→ **Problem**
Instruction for the entries that follow: retype exactly the lines from the line with "Phrase: red bandana" to the line with "Phrase: black tank top", both included, and omit all others.

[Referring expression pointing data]
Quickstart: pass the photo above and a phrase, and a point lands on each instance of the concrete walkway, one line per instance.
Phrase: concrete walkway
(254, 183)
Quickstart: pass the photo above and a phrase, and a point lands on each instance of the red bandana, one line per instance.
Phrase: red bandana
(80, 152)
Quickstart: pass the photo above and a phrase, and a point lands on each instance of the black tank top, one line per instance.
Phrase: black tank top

--

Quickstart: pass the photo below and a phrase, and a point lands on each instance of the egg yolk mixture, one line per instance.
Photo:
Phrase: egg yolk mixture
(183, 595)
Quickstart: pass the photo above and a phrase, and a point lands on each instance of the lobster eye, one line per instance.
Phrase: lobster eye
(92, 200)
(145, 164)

→ **Answer space**
Phrase: red bandana
(80, 152)
Quickstart: pass the photo above and a phrase, and a point lands on each instance of the black tank top, one line per instance.
Phrase: black tank top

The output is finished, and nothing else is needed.